** TO DO **
1. Decide whether each statement agrees with the passage on music sharing, answering yes or no and quoting the words of the passage that settle it: (a) smaller labels can use music sharing to find new bands from around the world; (b) bands already on major labels are pleased that their music is shared online; (c) established artists believe they are losing record sales in stores.
2. Reproduce the part of the passage on music sharing starting at "By being involved" and ending at "sales in stores.".

** DOCUMENT **
- - -

The labels could also look at peer-to-peer sharing as a positive output and input to the musical world. Small and large labels could look at the music-sharing business subjectively when looking at the entire business as a whole. Smaller labels that are always looking at new and fresh talent and can also use the business to find new bands from all over the World. Large labels could use the music sharing market to their advantage, due to the fact that when a label is looking at a band that label always wants to hear new music from the band.

By being involved with the Internet music sharing business they can stay up to date with the numerous bands all over the World they are investigating. Nevertheless, the bands already present on major record labels are not happy with the sharing of their music on the Internet. Many of the bands that have established themselves in the music world are the ones that are making the most turmoil to the music-sharing world, such as Metallica. These bands are creating problems for the simple reason that the artists feel that they are losing record sales in stores.

- - -

** DATA SECTION **

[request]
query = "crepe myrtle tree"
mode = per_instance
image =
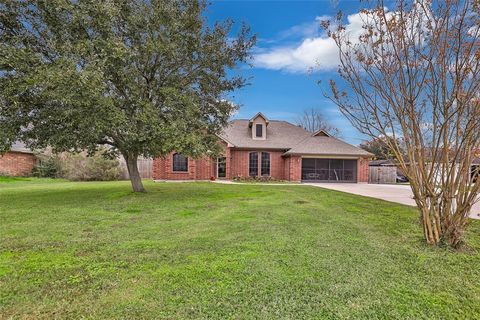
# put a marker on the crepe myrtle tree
(143, 76)
(413, 74)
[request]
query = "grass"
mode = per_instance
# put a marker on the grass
(210, 251)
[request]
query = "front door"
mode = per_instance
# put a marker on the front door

- - -

** EXPECTED OUTPUTS **
1.
(a) Yes: "Smaller labels that are always looking at new and fresh talent and can also use the business to find new bands from all over the World."
(b) No: "the bands already present on major record labels are not happy with the sharing of their music on the Internet."
(c) Yes: "the artists feel that they are losing record sales in stores."

2.
By being involved with the Internet music sharing business they can stay up to date with the numerous bands all over the World they are investigating. Nevertheless, the bands already present on major record labels are not happy with the sharing of their music on the Internet. Many of the bands that have established themselves in the music world are the ones that are making the most turmoil to the music-sharing world, such as Metallica. These bands are creating problems for the simple reason that the artists feel that they are losing record sales in stores.